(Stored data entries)

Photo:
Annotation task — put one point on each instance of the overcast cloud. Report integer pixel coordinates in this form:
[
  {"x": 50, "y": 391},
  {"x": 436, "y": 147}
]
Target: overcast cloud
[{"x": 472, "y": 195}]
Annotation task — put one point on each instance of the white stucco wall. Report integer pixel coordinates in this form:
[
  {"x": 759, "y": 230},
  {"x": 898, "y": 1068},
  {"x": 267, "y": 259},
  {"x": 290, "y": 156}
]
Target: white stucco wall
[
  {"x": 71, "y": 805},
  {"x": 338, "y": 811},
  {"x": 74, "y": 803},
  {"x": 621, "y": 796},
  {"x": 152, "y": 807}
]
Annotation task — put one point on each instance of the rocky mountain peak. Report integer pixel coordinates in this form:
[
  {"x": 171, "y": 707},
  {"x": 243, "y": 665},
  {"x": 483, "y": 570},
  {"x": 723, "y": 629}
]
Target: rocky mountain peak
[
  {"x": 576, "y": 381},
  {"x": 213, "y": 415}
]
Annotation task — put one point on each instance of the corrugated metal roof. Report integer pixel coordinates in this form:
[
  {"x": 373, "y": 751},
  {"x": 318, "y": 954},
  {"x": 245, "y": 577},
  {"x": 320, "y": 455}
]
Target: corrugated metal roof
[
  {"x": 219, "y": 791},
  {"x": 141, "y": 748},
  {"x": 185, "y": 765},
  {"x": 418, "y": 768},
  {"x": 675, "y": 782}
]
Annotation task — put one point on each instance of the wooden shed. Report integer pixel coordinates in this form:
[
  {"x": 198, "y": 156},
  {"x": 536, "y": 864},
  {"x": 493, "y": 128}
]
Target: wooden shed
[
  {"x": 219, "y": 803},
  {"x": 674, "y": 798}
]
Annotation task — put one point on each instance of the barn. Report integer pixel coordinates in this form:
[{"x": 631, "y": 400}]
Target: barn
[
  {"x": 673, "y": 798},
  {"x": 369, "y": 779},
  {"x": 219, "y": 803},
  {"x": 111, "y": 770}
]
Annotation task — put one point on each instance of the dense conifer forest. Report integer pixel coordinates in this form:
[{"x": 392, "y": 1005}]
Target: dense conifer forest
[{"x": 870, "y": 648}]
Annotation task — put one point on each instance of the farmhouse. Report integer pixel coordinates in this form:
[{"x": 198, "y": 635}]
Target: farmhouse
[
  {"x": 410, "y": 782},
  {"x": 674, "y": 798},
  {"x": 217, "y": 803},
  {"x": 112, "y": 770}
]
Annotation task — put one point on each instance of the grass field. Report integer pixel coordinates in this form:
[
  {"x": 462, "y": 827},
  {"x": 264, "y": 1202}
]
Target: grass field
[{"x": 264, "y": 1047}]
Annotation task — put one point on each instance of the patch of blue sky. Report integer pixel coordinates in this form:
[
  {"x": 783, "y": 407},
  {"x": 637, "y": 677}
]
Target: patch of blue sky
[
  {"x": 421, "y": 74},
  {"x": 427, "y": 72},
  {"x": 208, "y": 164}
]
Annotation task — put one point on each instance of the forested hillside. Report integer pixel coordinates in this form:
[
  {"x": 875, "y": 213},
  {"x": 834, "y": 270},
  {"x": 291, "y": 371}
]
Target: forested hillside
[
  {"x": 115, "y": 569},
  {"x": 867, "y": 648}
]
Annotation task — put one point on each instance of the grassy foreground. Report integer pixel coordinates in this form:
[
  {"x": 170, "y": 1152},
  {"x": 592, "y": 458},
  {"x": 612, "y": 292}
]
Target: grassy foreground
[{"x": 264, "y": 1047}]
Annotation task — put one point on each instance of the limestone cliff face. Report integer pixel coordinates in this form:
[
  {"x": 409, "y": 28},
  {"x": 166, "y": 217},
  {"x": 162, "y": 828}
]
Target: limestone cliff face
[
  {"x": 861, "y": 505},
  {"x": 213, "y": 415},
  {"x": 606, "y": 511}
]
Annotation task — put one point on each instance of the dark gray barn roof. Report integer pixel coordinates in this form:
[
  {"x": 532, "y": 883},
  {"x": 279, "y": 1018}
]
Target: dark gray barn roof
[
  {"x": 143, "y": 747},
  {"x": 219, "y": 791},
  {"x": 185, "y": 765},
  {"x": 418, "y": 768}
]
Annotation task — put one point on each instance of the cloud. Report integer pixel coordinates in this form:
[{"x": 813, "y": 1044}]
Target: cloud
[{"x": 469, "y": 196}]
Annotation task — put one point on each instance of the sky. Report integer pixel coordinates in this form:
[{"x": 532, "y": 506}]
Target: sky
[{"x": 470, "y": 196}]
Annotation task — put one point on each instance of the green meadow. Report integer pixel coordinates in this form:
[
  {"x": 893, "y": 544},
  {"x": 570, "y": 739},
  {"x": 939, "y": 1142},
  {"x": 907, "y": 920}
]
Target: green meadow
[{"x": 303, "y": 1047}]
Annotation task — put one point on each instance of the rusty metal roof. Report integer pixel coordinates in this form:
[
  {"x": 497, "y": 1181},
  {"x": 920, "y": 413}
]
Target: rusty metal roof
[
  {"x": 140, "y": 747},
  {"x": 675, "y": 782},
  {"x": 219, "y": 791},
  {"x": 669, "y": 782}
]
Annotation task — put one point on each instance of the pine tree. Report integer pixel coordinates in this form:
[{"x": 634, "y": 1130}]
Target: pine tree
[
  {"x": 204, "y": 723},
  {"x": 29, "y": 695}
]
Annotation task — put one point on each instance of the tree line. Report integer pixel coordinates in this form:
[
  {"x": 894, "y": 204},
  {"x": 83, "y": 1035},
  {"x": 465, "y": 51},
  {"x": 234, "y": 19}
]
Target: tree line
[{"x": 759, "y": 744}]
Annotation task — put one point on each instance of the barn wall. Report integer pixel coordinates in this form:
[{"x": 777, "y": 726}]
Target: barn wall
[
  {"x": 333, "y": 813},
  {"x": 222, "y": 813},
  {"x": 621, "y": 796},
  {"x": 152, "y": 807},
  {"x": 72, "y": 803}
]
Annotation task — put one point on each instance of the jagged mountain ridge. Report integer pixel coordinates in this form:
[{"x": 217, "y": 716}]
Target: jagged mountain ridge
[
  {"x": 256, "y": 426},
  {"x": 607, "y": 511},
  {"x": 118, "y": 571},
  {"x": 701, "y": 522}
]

▶ _The task_: Provide an exact reproduction of all the entries shown above.

▶ _Result of the task_:
Photo:
Annotation task — put one point on each instance of the overcast cloud. Report integer pixel coordinates in this form:
[
  {"x": 50, "y": 391},
  {"x": 436, "y": 147}
]
Target: overcast cloud
[{"x": 472, "y": 195}]
Annotation task — put one point on each instance of the white stucco wall. Report integer pixel coordinates in this form:
[
  {"x": 759, "y": 230},
  {"x": 898, "y": 1068},
  {"x": 267, "y": 259},
  {"x": 290, "y": 156}
]
Target: white stucco wall
[
  {"x": 71, "y": 805},
  {"x": 338, "y": 811},
  {"x": 74, "y": 803},
  {"x": 621, "y": 796},
  {"x": 152, "y": 807}
]
Annotation task — put one point on each instance of the rocky mountain peak. Report integer pixel coordinates in this form:
[
  {"x": 171, "y": 707},
  {"x": 243, "y": 665},
  {"x": 483, "y": 570},
  {"x": 723, "y": 629}
]
Target: rocky mountain peak
[
  {"x": 576, "y": 381},
  {"x": 213, "y": 415}
]
Annotation task — put one point on each instance of the corrugated metal roof. Report integer pixel coordinates in this form:
[
  {"x": 373, "y": 751},
  {"x": 318, "y": 954},
  {"x": 245, "y": 577},
  {"x": 320, "y": 455}
]
Target: corrugated metal roof
[
  {"x": 219, "y": 791},
  {"x": 141, "y": 748},
  {"x": 185, "y": 765},
  {"x": 418, "y": 768},
  {"x": 675, "y": 782}
]
Annotation task — put one point on each instance of the wooden shed. Report integer pixel coordinates in this form:
[
  {"x": 198, "y": 156},
  {"x": 536, "y": 864},
  {"x": 493, "y": 128}
]
Target: wooden shed
[
  {"x": 219, "y": 803},
  {"x": 674, "y": 798}
]
Annotation task — put one point on each instance of the barn. Report integer pixel coordinates in this form:
[{"x": 631, "y": 400}]
Target: barn
[
  {"x": 673, "y": 798},
  {"x": 369, "y": 779},
  {"x": 219, "y": 803},
  {"x": 111, "y": 770}
]
Annotation task — put one point on each instance of the dense conifer forest. Report integer pixel coordinates in this form:
[{"x": 392, "y": 1005}]
Target: dense conifer forest
[{"x": 870, "y": 648}]
Annotation task — put one point on each instance of the farmhouse. Report integer pixel coordinates in this form:
[{"x": 198, "y": 635}]
Target: farmhouse
[
  {"x": 410, "y": 782},
  {"x": 674, "y": 798},
  {"x": 217, "y": 803},
  {"x": 112, "y": 770}
]
Annotation task — put one point on each instance of the grass field. Report integer pixel coordinates in this form:
[
  {"x": 462, "y": 827},
  {"x": 264, "y": 1202}
]
Target: grass field
[{"x": 264, "y": 1047}]
Annotation task — put one point on each instance of the patch of blue sky. Report integer pixel coordinates in this form:
[
  {"x": 783, "y": 407},
  {"x": 637, "y": 677}
]
Target: patch of blue sky
[
  {"x": 421, "y": 74},
  {"x": 427, "y": 72},
  {"x": 208, "y": 164}
]
Annotation task — put one point on each instance of the forested hillside. Report integer pixel coordinates in this form:
[
  {"x": 875, "y": 213},
  {"x": 834, "y": 270},
  {"x": 291, "y": 371}
]
Target: forested hillside
[
  {"x": 115, "y": 569},
  {"x": 867, "y": 648}
]
Annotation task — put one point on each instance of the grassy foreground. Report integer pixel coordinates in this form:
[
  {"x": 170, "y": 1152},
  {"x": 592, "y": 458},
  {"x": 612, "y": 292}
]
Target: grassy foreground
[{"x": 264, "y": 1047}]
Annotation task — put one point on each instance of the limestone cliff face. Report integer pixel coordinates in this form:
[
  {"x": 409, "y": 28},
  {"x": 166, "y": 217},
  {"x": 162, "y": 828}
]
Target: limestone cliff face
[
  {"x": 861, "y": 505},
  {"x": 213, "y": 415},
  {"x": 606, "y": 511}
]
Annotation task — put one point on each instance of the dark gray barn roof. Report integer pixel coordinates in this form:
[
  {"x": 532, "y": 883},
  {"x": 279, "y": 1018}
]
Target: dark gray barn roof
[
  {"x": 143, "y": 747},
  {"x": 219, "y": 791},
  {"x": 185, "y": 765},
  {"x": 418, "y": 768}
]
Annotation task — put one point on each instance of the cloud. Report integer pixel coordinates in this form:
[{"x": 813, "y": 1044}]
Target: cloud
[{"x": 469, "y": 196}]
Annotation task — put one point on each instance of the sky. Report integer pixel coordinates in this form:
[{"x": 532, "y": 506}]
Target: sky
[{"x": 470, "y": 196}]
Annotation task — put one point on each instance of the green meadow. Report integer pixel coordinates in this form:
[
  {"x": 893, "y": 544},
  {"x": 570, "y": 739},
  {"x": 939, "y": 1142},
  {"x": 907, "y": 920}
]
Target: green meadow
[{"x": 303, "y": 1047}]
Annotation task — put one point on each instance of the rusty metal roof. Report integer pixel coordinates in this form:
[
  {"x": 497, "y": 1181},
  {"x": 920, "y": 413}
]
Target: rusty metal roof
[
  {"x": 140, "y": 747},
  {"x": 675, "y": 782},
  {"x": 219, "y": 791},
  {"x": 669, "y": 782}
]
Annotation task — put one point on each instance of the pine tree. Report integer pixel coordinates in this form:
[{"x": 634, "y": 1130}]
Target: pine tree
[
  {"x": 204, "y": 723},
  {"x": 29, "y": 695}
]
Annotation task — put one point on each instance of the tree line. Report integer pixel coordinates in this form:
[
  {"x": 894, "y": 204},
  {"x": 83, "y": 1035},
  {"x": 465, "y": 51},
  {"x": 234, "y": 19}
]
Target: tree line
[{"x": 759, "y": 744}]
Annotation task — put one point on each instance of the barn wall. Report integer pixel coordinates in this form:
[{"x": 777, "y": 726}]
Target: barn wall
[
  {"x": 333, "y": 813},
  {"x": 222, "y": 813},
  {"x": 621, "y": 796},
  {"x": 152, "y": 807},
  {"x": 72, "y": 803}
]
Annotation task — put one point on each instance of the jagged mountain ridge. Report integer pixel coordinates in this form:
[{"x": 217, "y": 716}]
Target: jagged mountain ridge
[
  {"x": 256, "y": 426},
  {"x": 607, "y": 511},
  {"x": 118, "y": 571},
  {"x": 701, "y": 522}
]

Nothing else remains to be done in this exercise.